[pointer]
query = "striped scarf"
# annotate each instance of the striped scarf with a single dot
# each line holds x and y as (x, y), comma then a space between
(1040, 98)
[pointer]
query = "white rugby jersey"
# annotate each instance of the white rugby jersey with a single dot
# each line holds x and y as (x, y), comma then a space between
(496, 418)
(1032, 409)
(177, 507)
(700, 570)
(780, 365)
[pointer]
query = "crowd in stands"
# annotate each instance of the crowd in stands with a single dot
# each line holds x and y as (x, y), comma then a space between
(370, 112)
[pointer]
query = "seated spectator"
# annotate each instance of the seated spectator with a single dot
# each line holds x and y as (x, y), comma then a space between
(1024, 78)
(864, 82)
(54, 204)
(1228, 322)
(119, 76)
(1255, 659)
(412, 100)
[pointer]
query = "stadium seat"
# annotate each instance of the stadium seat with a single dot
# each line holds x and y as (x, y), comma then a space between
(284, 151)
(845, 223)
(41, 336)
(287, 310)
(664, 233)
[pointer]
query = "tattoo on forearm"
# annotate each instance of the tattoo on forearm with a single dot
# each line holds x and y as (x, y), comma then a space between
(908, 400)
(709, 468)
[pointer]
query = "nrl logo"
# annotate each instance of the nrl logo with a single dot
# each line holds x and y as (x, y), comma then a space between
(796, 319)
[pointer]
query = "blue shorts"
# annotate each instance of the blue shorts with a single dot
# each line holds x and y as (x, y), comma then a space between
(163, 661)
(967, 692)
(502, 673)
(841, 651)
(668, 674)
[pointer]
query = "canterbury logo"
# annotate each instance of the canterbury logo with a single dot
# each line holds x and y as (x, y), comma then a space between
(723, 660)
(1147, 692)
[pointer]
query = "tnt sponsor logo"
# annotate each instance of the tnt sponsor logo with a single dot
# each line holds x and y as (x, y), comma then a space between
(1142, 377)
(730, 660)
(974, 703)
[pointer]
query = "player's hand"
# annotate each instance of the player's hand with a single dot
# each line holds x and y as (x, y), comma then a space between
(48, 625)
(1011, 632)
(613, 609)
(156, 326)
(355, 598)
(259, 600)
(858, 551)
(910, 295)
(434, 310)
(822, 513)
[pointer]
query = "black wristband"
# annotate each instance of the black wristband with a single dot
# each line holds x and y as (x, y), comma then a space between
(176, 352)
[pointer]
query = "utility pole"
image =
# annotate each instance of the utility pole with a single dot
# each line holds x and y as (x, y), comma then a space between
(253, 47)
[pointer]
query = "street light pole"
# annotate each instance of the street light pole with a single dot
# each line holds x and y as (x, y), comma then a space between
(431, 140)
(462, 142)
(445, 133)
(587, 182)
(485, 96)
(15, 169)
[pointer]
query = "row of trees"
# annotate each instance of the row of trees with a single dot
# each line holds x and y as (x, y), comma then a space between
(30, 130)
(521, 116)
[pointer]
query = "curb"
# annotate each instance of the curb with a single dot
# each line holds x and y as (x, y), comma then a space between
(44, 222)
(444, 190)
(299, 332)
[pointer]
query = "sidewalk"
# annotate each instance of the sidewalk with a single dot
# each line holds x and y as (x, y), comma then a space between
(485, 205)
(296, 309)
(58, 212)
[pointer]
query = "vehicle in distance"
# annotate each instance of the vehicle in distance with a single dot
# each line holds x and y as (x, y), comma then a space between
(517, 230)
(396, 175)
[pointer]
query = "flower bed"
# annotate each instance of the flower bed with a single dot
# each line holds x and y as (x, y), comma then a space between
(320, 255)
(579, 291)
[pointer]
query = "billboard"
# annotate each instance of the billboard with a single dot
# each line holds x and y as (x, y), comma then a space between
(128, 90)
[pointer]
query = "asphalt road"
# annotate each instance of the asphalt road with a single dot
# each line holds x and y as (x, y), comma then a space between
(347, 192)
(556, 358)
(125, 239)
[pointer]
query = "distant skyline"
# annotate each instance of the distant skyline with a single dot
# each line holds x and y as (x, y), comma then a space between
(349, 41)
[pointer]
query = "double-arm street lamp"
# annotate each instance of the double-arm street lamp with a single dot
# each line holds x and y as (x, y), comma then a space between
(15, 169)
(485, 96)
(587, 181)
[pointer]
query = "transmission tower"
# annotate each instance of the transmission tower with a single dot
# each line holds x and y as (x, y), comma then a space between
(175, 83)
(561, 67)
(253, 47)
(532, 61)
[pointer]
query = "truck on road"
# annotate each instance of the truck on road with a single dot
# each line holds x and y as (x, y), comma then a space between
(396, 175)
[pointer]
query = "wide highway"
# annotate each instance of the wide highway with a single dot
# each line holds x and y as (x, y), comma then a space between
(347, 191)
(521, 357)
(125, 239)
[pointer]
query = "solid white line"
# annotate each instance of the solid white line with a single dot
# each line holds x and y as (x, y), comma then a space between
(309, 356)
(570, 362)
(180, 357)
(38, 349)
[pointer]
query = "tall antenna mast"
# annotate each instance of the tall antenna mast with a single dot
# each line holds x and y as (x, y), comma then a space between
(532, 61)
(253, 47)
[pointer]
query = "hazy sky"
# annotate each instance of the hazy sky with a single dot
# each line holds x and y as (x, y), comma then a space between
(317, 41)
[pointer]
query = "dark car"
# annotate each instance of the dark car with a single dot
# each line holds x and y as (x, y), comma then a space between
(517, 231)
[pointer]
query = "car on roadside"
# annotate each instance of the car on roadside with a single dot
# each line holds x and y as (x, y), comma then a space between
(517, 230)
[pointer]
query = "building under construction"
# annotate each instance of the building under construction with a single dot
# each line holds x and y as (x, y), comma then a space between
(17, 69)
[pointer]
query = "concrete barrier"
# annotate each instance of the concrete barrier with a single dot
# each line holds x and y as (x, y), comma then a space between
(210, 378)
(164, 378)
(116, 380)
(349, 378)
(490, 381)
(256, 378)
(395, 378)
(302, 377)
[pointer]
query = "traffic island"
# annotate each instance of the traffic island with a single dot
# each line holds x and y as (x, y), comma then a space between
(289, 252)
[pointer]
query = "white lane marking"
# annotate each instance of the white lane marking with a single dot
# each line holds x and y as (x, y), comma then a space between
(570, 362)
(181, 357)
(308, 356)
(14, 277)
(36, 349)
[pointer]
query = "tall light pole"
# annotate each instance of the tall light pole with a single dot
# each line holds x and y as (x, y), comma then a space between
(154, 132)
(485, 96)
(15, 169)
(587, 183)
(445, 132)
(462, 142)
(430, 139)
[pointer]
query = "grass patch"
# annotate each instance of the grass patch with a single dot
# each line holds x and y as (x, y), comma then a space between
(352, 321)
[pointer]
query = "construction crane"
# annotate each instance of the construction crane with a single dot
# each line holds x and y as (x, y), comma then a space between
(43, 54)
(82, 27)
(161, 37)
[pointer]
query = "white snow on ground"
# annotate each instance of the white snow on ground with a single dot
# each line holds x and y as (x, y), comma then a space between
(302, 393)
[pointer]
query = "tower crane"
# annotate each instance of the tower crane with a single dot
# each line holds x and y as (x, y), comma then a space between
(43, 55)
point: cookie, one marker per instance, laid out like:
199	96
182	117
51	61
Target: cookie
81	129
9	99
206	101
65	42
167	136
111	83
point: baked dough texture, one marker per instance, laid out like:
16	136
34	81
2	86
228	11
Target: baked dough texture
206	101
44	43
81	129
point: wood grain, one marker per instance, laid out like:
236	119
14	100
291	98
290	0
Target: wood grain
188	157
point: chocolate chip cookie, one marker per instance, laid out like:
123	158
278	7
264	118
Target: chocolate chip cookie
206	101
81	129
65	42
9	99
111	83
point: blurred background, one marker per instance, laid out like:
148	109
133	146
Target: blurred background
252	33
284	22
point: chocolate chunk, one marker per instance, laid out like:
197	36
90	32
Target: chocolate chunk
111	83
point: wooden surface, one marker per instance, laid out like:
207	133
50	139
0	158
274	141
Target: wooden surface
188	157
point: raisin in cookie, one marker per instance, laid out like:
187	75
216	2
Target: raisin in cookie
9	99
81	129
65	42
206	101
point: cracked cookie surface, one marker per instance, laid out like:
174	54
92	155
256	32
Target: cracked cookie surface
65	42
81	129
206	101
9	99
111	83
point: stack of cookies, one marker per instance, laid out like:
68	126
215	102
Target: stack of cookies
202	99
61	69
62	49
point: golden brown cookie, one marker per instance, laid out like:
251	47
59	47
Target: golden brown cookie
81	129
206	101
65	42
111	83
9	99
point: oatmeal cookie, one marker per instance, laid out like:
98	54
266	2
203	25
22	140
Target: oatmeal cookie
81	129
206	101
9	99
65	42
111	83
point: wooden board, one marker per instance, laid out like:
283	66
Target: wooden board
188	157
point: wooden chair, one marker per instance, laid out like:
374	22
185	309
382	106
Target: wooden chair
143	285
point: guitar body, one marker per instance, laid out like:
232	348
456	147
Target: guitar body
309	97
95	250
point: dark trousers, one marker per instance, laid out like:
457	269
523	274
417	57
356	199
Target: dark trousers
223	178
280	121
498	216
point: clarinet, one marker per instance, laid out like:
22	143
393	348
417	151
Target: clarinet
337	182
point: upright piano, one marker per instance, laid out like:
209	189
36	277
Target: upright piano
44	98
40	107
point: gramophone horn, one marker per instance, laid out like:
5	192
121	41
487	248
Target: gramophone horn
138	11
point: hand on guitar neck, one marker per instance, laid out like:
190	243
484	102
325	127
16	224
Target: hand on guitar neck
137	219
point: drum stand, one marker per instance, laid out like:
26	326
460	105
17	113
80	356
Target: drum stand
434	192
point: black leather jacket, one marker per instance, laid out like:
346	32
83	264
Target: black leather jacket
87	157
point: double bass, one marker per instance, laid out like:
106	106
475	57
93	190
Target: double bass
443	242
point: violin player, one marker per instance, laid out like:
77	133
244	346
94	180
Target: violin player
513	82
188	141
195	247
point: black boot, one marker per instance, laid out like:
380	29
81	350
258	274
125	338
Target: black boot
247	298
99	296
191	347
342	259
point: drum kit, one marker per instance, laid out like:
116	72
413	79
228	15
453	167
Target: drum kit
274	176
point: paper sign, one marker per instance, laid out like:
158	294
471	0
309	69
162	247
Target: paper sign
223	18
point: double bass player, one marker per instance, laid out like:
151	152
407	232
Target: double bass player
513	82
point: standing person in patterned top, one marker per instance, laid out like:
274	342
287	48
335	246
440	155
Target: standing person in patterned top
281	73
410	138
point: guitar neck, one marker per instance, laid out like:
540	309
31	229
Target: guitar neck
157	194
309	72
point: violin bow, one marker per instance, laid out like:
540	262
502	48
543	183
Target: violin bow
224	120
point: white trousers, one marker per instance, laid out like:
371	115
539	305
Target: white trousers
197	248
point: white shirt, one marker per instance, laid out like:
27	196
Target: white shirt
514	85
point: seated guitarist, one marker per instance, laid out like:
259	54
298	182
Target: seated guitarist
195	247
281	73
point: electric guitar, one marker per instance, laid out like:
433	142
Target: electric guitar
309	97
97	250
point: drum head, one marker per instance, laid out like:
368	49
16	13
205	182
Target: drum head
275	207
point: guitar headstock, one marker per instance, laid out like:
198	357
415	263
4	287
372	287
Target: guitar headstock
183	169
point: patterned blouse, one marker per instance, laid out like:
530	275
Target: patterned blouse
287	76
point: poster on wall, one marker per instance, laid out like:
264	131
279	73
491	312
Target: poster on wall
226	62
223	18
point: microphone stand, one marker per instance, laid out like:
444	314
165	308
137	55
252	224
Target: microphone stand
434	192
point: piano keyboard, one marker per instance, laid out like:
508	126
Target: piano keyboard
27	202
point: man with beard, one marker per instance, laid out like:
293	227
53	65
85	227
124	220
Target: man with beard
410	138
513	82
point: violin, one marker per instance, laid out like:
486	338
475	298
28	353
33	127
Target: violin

───

● **What is expected**
Make a copy of each line in the records above that has the word "vehicle".

● **Solution to the problem**
query = "vehicle in distance"
# annotate each instance of the vehicle in distance with a single dot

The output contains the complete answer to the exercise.